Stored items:
---*---

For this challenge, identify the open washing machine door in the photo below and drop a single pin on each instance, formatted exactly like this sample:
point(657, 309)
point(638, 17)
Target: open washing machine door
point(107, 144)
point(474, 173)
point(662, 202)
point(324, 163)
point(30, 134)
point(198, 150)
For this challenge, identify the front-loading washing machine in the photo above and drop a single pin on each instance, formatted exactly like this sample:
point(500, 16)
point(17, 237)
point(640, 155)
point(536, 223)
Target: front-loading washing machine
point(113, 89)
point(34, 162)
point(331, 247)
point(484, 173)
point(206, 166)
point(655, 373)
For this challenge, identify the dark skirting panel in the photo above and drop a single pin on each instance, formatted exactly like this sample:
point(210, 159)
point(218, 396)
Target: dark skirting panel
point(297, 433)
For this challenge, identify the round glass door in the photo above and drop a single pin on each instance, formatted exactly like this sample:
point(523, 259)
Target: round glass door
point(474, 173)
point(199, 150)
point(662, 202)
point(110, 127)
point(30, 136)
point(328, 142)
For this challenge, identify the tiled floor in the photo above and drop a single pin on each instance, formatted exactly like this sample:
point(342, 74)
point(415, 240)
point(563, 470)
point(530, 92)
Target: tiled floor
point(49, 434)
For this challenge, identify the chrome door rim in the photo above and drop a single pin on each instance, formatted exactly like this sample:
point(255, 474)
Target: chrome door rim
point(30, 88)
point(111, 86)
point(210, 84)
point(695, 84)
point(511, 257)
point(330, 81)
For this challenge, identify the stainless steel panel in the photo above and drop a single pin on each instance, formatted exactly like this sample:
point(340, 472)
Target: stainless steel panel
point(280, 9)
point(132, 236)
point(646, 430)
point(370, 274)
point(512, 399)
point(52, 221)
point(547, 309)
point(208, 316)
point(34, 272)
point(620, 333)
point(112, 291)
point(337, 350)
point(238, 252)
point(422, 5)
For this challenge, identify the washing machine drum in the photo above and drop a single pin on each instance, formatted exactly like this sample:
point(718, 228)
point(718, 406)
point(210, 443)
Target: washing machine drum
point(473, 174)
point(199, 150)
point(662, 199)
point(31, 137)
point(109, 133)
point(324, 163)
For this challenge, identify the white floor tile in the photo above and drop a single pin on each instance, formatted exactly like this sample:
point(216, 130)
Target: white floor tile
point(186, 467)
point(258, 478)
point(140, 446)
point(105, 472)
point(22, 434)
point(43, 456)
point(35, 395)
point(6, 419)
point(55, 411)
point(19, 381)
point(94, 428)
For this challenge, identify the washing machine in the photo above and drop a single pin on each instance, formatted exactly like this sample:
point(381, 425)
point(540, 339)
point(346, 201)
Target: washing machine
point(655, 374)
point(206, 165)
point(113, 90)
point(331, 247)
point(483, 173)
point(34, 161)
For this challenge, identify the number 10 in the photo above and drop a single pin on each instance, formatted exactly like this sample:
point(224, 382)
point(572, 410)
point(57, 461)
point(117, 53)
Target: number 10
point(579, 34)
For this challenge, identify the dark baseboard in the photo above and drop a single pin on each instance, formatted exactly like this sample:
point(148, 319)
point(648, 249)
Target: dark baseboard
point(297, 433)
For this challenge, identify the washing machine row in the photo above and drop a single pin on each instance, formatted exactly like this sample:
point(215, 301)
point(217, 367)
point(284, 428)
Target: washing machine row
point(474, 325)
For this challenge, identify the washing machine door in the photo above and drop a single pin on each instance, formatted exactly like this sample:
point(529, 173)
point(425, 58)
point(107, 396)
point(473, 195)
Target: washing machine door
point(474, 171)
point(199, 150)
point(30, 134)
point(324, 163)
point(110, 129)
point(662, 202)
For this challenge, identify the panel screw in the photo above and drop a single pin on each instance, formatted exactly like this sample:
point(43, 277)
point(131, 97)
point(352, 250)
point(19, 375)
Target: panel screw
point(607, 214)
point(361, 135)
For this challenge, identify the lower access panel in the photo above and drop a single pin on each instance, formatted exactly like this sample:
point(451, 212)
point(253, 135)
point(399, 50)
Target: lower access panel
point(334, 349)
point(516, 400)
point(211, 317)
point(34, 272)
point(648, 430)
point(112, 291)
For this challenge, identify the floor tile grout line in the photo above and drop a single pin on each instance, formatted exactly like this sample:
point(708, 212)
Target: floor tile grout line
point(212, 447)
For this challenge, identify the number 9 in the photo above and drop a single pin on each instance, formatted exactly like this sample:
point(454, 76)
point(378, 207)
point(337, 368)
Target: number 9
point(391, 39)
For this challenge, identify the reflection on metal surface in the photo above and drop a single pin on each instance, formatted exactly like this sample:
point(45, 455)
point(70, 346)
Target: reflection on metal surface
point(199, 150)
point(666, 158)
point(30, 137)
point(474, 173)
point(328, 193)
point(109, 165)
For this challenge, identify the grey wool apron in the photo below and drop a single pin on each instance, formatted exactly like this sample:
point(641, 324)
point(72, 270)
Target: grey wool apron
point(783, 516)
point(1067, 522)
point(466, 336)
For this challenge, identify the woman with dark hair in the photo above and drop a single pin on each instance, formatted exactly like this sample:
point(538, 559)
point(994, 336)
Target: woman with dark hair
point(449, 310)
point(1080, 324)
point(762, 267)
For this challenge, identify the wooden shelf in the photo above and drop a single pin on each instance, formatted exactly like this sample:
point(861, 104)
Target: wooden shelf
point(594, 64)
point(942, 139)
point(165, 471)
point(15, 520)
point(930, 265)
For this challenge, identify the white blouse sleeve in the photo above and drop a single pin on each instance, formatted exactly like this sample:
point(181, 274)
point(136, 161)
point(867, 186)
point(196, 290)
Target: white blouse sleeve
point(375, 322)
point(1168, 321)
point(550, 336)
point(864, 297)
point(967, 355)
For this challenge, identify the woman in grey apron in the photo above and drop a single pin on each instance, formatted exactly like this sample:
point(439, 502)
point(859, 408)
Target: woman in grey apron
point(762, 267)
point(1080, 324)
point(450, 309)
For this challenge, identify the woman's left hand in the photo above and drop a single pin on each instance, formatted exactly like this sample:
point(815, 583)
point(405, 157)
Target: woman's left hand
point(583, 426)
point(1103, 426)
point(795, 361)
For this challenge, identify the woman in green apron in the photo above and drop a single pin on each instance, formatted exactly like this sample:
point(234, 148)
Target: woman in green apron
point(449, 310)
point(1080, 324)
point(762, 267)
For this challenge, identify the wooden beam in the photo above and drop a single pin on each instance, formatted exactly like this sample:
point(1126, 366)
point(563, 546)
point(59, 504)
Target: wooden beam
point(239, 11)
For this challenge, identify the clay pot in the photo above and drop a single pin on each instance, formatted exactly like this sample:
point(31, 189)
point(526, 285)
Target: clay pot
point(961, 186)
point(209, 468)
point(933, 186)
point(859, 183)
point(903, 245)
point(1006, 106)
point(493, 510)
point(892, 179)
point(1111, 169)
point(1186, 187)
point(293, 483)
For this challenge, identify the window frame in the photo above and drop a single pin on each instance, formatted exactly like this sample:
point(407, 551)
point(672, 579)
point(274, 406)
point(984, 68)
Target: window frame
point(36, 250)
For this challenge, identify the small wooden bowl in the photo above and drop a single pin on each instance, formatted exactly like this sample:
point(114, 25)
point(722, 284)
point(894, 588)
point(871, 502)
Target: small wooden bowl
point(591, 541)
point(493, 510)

---*---

Exercise directions: All that belongs in the answer is the lines from the start of the entries above through the line containing "point(718, 406)", each given exactly.

Output below:
For this challenge, identify the open washing machine door in the photo below and drop a single pin on each instance, formatted exactly like this sample:
point(657, 309)
point(638, 17)
Target: open washing machine door
point(107, 144)
point(474, 173)
point(662, 202)
point(324, 163)
point(30, 134)
point(198, 150)
For this challenge, identify the front-loading washing machine in the photo above and drop a single pin on each instance, formatted exactly like this sample:
point(500, 16)
point(17, 237)
point(640, 155)
point(536, 223)
Target: front-loading washing machine
point(113, 89)
point(34, 162)
point(331, 247)
point(484, 173)
point(206, 166)
point(655, 373)
For this challenge, identify the dark skirting panel in the photo above and drop a single pin on each instance, formatted exactly like this sample:
point(210, 159)
point(218, 396)
Target: dark skirting panel
point(297, 433)
For this challenge, identify the round glass door in the photo above and drop a single pin on each instance, formatted exactly like this sample:
point(523, 259)
Target: round glass door
point(474, 173)
point(199, 150)
point(662, 202)
point(110, 127)
point(30, 136)
point(328, 142)
For this challenge, identify the tiled floor in the photo above and drop a single pin on each instance, formatted exactly like this sample:
point(342, 74)
point(415, 240)
point(563, 470)
point(530, 92)
Target: tiled floor
point(49, 434)
For this challenge, identify the chrome door rim in the photo above and drop a single pin on each instance, formatted exactly like this sample:
point(255, 474)
Target: chrome door rim
point(30, 88)
point(111, 86)
point(210, 84)
point(695, 84)
point(511, 257)
point(330, 81)
For this challenge, identify the stainless steel panel in the photo above and drop a single pin on each instance, formatted exactly like this sample:
point(340, 472)
Target: stainless steel panel
point(280, 9)
point(132, 236)
point(646, 430)
point(370, 274)
point(512, 399)
point(52, 221)
point(547, 309)
point(208, 316)
point(34, 272)
point(620, 333)
point(112, 291)
point(337, 350)
point(238, 252)
point(422, 5)
For this challenge, identify the washing machine drum in the photo above and drop a single pin on each instance, formatted exactly like this sample:
point(718, 228)
point(718, 406)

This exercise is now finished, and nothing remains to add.